> [EXTRACTED RECORDS]:
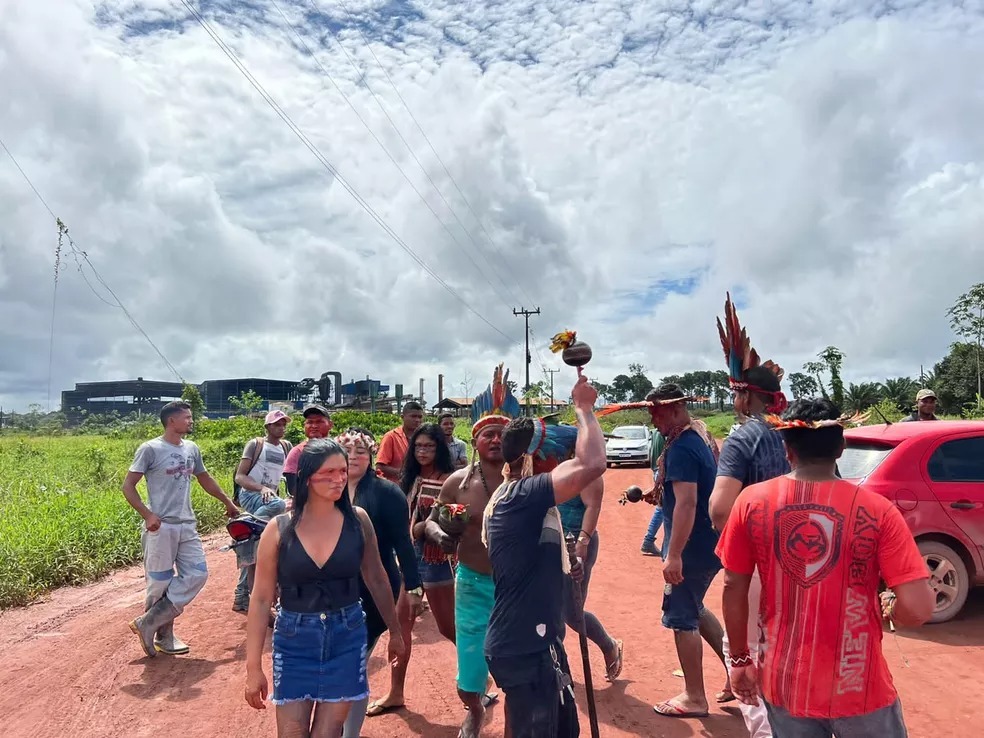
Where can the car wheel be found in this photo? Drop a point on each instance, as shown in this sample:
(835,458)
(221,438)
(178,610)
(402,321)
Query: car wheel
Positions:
(948,577)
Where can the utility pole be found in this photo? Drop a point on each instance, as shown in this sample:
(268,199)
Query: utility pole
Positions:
(529,358)
(552,401)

> [WRITTEN EXERCISE]:
Return the lines from the line containing "Where can the utility" to the end of the entries above, exactly as they appear and with no other output.

> [ANSWER TO THIS PROBLEM]:
Where can the utility pole be found in this photo? Drop a point on each instance, as shown in this sample:
(268,199)
Query: utility pole
Positions:
(529,358)
(552,401)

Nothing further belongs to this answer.